**Aim of the exercise**
Establish how many lines in the entries hold the string "mountain". The number by itself is the whole answer.

====== Data for this exercise ======

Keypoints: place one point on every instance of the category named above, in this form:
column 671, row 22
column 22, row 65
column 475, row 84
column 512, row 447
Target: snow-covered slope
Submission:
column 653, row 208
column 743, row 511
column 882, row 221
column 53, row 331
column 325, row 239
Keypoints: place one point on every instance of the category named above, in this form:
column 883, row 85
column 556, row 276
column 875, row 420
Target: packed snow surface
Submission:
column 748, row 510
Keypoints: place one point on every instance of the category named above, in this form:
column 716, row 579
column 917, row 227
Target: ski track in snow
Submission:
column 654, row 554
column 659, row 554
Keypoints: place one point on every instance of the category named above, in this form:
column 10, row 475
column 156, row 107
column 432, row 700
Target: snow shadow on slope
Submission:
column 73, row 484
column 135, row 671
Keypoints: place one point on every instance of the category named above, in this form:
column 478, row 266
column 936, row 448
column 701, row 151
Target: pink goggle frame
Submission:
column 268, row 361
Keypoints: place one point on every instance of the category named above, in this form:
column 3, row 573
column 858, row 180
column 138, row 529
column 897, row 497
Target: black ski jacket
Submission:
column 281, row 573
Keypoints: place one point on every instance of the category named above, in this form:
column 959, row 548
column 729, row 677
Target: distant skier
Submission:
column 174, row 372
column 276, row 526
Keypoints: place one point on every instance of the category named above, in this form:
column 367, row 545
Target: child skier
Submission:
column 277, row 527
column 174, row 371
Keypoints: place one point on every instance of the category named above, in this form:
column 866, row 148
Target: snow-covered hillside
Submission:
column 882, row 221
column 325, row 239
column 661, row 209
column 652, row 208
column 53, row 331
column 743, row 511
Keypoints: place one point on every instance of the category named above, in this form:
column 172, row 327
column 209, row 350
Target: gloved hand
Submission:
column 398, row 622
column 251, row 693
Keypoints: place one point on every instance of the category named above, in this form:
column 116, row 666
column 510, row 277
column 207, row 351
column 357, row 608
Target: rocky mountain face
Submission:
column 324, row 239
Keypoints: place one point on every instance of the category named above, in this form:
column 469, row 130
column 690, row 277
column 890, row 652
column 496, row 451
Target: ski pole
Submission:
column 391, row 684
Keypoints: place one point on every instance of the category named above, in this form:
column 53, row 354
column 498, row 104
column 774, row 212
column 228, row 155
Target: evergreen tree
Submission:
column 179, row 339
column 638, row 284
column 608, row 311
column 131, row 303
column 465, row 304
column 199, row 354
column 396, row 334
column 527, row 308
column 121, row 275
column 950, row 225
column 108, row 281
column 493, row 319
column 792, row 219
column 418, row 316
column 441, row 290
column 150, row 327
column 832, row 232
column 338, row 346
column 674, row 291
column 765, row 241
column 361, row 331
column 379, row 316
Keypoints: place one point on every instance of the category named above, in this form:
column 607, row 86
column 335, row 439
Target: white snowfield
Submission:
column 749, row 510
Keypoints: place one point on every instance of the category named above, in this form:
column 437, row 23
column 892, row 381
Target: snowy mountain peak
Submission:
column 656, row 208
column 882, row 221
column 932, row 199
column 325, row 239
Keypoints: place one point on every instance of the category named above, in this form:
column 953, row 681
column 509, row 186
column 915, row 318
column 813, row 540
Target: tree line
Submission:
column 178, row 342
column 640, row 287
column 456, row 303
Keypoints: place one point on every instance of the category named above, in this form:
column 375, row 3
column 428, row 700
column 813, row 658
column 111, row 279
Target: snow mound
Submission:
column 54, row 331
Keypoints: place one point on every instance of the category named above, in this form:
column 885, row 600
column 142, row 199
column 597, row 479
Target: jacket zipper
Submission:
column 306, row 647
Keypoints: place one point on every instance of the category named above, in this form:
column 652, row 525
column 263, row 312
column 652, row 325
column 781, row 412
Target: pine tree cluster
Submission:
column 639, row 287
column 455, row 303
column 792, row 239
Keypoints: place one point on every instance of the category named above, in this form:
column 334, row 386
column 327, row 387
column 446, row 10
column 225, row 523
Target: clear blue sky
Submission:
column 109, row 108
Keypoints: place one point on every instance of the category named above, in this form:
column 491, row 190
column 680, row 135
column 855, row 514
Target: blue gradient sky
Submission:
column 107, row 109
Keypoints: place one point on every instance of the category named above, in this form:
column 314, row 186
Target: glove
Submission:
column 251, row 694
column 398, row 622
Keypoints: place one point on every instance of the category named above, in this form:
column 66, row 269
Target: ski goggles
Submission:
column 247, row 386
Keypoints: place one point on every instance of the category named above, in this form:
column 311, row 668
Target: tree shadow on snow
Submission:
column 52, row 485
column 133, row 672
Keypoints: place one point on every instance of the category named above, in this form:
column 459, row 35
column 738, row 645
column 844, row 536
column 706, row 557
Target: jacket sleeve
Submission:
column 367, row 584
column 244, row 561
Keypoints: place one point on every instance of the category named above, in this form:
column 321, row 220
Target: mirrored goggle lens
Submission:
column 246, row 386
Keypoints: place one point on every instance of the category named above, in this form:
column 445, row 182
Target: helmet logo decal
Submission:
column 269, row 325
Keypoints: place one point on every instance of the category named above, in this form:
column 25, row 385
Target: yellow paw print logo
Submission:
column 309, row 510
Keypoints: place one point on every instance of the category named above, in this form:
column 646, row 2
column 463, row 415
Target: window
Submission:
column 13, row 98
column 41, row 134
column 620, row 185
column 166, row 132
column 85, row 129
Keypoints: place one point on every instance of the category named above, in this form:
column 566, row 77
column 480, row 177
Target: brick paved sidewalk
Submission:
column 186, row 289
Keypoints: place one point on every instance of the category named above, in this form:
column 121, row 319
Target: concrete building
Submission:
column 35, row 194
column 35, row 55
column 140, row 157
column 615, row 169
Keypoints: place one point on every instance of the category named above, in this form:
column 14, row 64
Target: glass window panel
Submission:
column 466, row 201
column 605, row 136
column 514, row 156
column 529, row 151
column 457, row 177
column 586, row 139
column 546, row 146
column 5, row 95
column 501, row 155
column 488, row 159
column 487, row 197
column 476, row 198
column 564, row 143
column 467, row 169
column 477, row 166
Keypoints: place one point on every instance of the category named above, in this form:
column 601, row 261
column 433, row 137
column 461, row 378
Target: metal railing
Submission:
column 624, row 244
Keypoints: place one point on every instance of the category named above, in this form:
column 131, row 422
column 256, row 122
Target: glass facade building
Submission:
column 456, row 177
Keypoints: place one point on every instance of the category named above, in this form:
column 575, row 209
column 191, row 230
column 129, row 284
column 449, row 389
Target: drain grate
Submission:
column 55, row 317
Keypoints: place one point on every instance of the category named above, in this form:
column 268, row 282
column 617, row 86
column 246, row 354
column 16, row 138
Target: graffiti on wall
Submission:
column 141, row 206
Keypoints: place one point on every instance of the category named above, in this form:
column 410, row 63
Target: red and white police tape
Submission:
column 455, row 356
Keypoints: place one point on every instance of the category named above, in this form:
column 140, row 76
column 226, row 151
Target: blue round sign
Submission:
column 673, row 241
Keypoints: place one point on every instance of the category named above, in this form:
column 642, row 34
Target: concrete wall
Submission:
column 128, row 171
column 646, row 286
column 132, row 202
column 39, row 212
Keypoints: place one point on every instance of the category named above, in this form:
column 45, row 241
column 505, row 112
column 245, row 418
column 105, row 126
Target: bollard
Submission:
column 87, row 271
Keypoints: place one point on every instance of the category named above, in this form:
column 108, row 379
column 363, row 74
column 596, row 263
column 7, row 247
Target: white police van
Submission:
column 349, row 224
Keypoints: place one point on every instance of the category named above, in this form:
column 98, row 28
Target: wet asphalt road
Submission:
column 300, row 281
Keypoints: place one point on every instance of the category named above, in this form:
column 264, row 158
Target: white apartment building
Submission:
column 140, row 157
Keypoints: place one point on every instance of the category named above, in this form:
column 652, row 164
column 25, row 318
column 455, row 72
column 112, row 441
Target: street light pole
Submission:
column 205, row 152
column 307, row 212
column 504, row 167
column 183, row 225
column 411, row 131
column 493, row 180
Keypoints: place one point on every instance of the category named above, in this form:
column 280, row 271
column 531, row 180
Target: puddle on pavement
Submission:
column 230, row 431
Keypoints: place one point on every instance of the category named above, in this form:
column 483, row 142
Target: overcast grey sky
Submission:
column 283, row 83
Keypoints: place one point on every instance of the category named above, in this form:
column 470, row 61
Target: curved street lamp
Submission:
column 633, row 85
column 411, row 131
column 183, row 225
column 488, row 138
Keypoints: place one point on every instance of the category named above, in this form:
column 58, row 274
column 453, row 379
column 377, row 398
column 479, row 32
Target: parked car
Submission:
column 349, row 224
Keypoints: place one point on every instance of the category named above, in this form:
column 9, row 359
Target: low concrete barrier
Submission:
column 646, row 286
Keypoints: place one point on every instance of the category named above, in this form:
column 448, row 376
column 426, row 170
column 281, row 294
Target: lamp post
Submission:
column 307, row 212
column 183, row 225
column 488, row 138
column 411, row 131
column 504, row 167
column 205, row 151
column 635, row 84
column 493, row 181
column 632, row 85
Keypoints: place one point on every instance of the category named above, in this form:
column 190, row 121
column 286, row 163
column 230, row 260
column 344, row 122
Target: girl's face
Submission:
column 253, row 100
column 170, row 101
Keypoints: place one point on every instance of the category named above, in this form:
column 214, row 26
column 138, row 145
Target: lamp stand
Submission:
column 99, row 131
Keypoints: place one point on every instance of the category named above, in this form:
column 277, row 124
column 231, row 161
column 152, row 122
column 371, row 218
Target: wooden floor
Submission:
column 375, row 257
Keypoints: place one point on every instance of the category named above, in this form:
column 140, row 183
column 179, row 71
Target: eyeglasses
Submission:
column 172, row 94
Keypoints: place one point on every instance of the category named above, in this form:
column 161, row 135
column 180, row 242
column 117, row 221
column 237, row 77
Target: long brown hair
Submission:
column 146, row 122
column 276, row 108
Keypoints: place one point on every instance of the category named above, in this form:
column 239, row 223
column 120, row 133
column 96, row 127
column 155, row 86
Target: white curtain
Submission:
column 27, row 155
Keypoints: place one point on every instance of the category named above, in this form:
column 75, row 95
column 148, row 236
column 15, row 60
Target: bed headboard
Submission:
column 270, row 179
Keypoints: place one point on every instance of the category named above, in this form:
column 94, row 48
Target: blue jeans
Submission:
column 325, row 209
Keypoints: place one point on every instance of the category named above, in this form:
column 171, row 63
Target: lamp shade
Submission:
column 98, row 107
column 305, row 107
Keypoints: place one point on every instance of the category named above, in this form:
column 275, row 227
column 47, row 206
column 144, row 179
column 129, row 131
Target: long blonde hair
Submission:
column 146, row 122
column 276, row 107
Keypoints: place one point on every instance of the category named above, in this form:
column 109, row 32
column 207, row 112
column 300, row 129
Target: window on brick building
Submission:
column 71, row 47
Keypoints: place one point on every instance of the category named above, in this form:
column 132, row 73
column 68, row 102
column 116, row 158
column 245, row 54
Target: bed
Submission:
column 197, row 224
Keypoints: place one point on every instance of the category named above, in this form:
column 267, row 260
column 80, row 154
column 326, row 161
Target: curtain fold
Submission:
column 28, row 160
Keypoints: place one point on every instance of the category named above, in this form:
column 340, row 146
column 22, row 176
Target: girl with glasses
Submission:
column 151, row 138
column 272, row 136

======

**Solution for this task**
2